◆ **Passage provided**:

You can read the rest of the review via the below link:

http://www.washingtontimes.com/news/2014/apr/9/book-review-the-marine-who-was-john-wayne/?page=1

Philadelphia Man Pleads Guilty in Multi-Million-Dollar Mortgage Fraud Scheme


The U.S. Attorney's Office, Eastern District of Pennsyvania, released the below information:

PHILADELPHIA—Eric Sijohn Brown, 46, of Philadelphia, pleaded guilty today to 20 counts in connection with a mortgage fraud scheme involving KREW Settlement Services. Brown pleaded guilty to conspiracy, two counts of FHA loan fraud, 12 counts of loan fraud, and three counts of tax evasion. Between May 2004 and February 2009, Brown and his co-conspirators inflated purchase prices on loan documents for more than 100 Philadelphia properties, resulting in more than $20 million in fraudulent loan proceeds.

A sentencing hearing is scheduled for July 8, 2014. Brown faces a maximum possible sentence of 486 years in prison, including a mandatory two year term, five years of supervised release, a fine of up to $15 million, and $2,000 special assessment. A forfeiture notice was also filed seeking more than $13.7 million from all defendants.

◆ **What you need to do**:
**1)** From the mortgage fraud passage, extract the text starting with "The U.S. Attorney's" and going on through "fraudulent loan proceeds.".
**2)** According to the mortgage fraud passage, on what date is Brown's sentencing hearing scheduled?
**3)** Decide whether each statement agrees with the mortgage fraud passage. Answer yes or no, and quote the words that settle it. (a) Brown is 46 years old. (b) The inflated prices involved more than 100 Philadelphia properties. (c) The forfeiture notice seeks more than $20 million from all defendants.

◆ **Record excerpts**:
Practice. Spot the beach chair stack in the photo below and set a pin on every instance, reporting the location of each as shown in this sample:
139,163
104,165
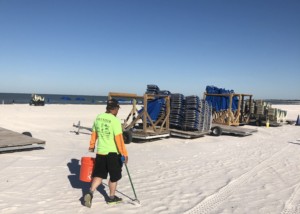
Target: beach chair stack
191,114
205,119
177,105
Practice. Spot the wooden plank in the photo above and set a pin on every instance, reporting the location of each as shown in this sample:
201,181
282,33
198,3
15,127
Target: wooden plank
238,130
188,134
15,140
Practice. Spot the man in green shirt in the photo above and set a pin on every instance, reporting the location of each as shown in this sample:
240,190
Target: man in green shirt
107,129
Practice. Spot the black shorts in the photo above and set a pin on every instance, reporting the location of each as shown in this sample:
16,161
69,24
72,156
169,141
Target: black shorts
111,164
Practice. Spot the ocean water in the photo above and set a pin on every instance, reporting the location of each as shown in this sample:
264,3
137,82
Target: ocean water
20,98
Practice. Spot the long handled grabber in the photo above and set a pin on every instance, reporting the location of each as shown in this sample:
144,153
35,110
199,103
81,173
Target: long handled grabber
131,184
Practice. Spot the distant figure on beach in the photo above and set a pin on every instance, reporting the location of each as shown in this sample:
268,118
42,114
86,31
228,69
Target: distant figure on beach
111,152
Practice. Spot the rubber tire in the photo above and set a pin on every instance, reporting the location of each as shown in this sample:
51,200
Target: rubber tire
127,135
216,131
27,134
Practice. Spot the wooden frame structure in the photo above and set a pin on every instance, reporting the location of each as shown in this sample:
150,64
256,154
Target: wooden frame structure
228,117
150,129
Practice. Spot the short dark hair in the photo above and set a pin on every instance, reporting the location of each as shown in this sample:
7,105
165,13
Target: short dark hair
112,104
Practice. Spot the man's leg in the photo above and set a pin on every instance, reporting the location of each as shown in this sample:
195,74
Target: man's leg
95,183
89,196
112,188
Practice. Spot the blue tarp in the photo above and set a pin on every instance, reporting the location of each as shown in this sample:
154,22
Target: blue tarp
154,108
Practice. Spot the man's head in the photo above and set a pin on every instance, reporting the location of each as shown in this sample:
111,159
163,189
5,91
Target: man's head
112,106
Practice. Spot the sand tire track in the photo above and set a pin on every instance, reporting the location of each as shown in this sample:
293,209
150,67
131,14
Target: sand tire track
213,201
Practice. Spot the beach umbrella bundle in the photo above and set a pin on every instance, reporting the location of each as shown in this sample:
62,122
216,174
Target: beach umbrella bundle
177,110
152,89
220,103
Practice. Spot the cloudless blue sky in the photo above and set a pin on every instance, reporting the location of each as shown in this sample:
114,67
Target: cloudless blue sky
92,47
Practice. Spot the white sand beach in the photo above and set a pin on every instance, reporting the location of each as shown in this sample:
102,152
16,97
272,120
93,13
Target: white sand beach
255,174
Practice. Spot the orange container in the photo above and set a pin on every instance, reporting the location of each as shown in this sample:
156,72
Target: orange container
86,169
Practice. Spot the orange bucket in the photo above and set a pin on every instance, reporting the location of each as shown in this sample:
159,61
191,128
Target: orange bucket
86,169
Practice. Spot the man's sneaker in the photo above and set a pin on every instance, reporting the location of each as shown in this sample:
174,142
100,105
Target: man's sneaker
114,200
88,200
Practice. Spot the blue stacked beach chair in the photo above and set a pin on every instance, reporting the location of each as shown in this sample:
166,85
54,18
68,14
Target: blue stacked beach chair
177,106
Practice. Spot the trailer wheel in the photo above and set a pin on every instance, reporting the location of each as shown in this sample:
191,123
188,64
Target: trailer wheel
127,135
27,134
216,131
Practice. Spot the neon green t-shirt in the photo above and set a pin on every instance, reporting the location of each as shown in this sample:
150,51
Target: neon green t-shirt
107,127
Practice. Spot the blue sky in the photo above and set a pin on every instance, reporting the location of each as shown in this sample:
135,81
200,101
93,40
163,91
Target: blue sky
92,47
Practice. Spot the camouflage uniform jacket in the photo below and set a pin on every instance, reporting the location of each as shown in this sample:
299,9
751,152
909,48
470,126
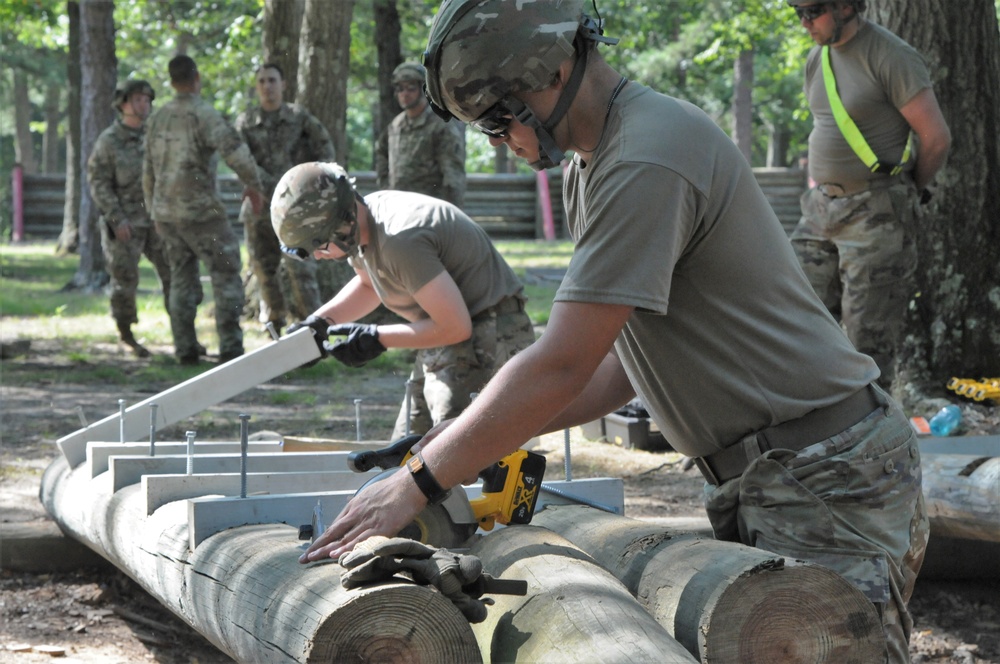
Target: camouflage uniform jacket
279,140
178,175
114,171
423,154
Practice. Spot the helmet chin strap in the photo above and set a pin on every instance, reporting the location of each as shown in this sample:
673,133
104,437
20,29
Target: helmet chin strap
549,154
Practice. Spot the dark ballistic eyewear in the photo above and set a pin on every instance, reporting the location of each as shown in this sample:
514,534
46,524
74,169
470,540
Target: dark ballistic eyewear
811,12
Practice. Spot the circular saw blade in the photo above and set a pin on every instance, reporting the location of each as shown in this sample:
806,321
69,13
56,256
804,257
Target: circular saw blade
447,525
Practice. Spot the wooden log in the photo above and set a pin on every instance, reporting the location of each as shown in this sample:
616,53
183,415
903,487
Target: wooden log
723,601
575,611
962,494
245,591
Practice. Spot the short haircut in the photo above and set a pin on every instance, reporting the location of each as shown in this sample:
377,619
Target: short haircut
271,65
182,70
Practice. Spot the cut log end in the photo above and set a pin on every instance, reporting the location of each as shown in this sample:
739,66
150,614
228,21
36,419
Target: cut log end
768,618
370,629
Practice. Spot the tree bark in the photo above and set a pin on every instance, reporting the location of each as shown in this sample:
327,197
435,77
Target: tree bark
387,31
954,323
961,495
743,104
24,147
98,67
723,601
50,142
282,28
69,239
244,589
324,65
574,611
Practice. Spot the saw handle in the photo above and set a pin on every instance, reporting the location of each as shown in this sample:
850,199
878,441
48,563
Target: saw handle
387,457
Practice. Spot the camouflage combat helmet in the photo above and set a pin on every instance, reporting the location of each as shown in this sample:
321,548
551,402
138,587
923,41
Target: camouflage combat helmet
313,204
408,71
130,87
481,52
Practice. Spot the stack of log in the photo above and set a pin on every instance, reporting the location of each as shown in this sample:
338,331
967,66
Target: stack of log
601,587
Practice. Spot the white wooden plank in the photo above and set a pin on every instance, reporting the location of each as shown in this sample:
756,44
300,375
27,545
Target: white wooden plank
207,516
196,394
162,489
99,453
126,471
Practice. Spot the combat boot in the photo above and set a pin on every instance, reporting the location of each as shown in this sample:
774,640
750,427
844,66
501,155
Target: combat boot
125,332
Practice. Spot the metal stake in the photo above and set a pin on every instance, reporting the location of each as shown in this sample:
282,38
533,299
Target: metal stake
567,460
357,417
152,429
244,444
121,420
190,436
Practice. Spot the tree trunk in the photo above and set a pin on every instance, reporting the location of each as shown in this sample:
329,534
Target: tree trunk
69,239
574,611
24,148
387,30
723,601
324,65
961,494
282,27
244,589
50,142
954,324
743,104
98,67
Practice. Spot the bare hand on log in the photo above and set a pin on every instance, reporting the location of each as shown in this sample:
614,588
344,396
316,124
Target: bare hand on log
381,508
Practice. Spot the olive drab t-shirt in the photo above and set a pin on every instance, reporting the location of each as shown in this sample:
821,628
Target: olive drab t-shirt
877,73
727,336
414,237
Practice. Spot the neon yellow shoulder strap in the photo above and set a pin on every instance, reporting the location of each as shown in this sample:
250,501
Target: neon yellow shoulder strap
850,130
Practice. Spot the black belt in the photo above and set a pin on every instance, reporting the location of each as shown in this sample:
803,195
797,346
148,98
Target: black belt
508,305
794,435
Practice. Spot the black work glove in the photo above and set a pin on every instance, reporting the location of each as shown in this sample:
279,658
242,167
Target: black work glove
360,346
319,327
378,558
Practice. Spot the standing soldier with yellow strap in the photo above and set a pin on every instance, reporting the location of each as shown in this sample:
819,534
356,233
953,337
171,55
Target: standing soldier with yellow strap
878,139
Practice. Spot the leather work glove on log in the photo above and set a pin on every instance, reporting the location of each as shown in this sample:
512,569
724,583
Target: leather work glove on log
379,558
360,346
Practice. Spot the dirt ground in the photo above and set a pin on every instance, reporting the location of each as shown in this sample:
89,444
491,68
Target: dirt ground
100,615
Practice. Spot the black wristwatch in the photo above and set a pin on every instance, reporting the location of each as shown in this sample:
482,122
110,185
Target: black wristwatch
426,482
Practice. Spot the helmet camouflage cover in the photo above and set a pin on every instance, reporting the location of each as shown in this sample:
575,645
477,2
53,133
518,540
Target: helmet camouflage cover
408,71
130,87
480,51
313,204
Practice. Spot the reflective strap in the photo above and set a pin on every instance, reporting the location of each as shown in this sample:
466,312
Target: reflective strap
850,130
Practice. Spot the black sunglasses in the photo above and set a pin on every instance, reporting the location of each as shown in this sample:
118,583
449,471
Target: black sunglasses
811,12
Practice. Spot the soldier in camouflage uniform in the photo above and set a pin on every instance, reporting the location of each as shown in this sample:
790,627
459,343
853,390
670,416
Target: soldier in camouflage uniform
418,151
183,139
682,289
114,171
279,135
855,240
426,261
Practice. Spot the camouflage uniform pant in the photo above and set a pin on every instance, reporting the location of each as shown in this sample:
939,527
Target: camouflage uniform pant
122,259
215,244
859,255
444,378
266,260
852,503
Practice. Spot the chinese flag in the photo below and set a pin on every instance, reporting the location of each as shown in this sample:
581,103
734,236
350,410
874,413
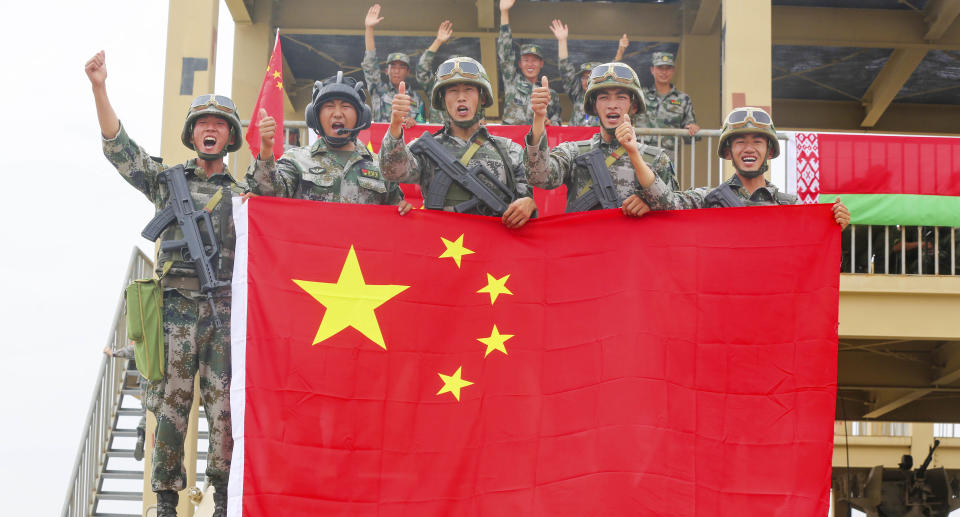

◆ **Problem solutions**:
**1)**
The U.S. Attorney's Office, Eastern District of Pennsyvania, released the below information:

PHILADELPHIA—Eric Sijohn Brown, 46, of Philadelphia, pleaded guilty today to 20 counts in connection with a mortgage fraud scheme involving KREW Settlement Services. Brown pleaded guilty to conspiracy, two counts of FHA loan fraud, 12 counts of loan fraud, and three counts of tax evasion. Between May 2004 and February 2009, Brown and his co-conspirators inflated purchase prices on loan documents for more than 100 Philadelphia properties, resulting in more than $20 million in fraudulent loan proceeds.

**2)** July 8, 2014.

**3)**
(a) Yes: "Eric Sijohn Brown, 46, of Philadelphia"
(b) Yes: "inflated purchase prices on loan documents for more than 100 Philadelphia properties"
(c) No: "A forfeiture notice was also filed seeking more than $13.7 million from all defendants."